What you should do> Please recast every line of the entries below as a Markdown table with two columns, Row and Line, numbering the rows in order and leaving out blank lines.

Record set>
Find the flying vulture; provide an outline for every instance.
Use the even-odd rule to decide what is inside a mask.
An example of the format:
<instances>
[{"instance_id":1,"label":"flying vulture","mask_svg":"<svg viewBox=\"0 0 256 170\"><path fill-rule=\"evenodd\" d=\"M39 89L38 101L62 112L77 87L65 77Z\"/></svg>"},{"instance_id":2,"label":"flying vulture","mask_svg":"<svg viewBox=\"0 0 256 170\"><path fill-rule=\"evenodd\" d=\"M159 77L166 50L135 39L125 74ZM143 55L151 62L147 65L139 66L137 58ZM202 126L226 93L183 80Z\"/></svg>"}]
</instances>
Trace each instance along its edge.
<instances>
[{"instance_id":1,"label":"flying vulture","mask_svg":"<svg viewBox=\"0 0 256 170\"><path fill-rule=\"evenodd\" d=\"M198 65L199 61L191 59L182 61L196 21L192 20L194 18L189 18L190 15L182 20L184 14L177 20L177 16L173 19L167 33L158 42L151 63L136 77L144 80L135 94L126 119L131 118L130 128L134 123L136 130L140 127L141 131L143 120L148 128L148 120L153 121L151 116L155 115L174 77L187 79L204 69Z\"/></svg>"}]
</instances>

Solution to this problem>
| Row | Line |
|---|---|
| 1 | Find the flying vulture; provide an outline for every instance. |
| 2 | Use the even-odd rule to decide what is inside a mask. |
| 3 | An example of the format: |
| 4 | <instances> |
| 5 | [{"instance_id":1,"label":"flying vulture","mask_svg":"<svg viewBox=\"0 0 256 170\"><path fill-rule=\"evenodd\" d=\"M39 89L38 101L62 112L77 87L65 77Z\"/></svg>"},{"instance_id":2,"label":"flying vulture","mask_svg":"<svg viewBox=\"0 0 256 170\"><path fill-rule=\"evenodd\" d=\"M159 77L166 50L135 39L125 74ZM143 55L151 62L147 65L139 66L137 58ZM202 126L226 93L183 80Z\"/></svg>"}] |
| 6 | </instances> |
| 7 | Trace each instance along its edge. |
| 8 | <instances> |
| 9 | [{"instance_id":1,"label":"flying vulture","mask_svg":"<svg viewBox=\"0 0 256 170\"><path fill-rule=\"evenodd\" d=\"M198 65L199 61L191 59L182 61L196 21L192 20L194 18L189 18L190 15L182 20L184 14L177 20L177 16L173 19L167 33L158 42L151 63L136 77L144 80L135 94L126 119L131 118L130 128L134 123L136 130L140 127L141 131L143 120L148 128L148 120L153 121L151 116L155 115L174 77L187 79L204 69Z\"/></svg>"}] |
| 10 | </instances> |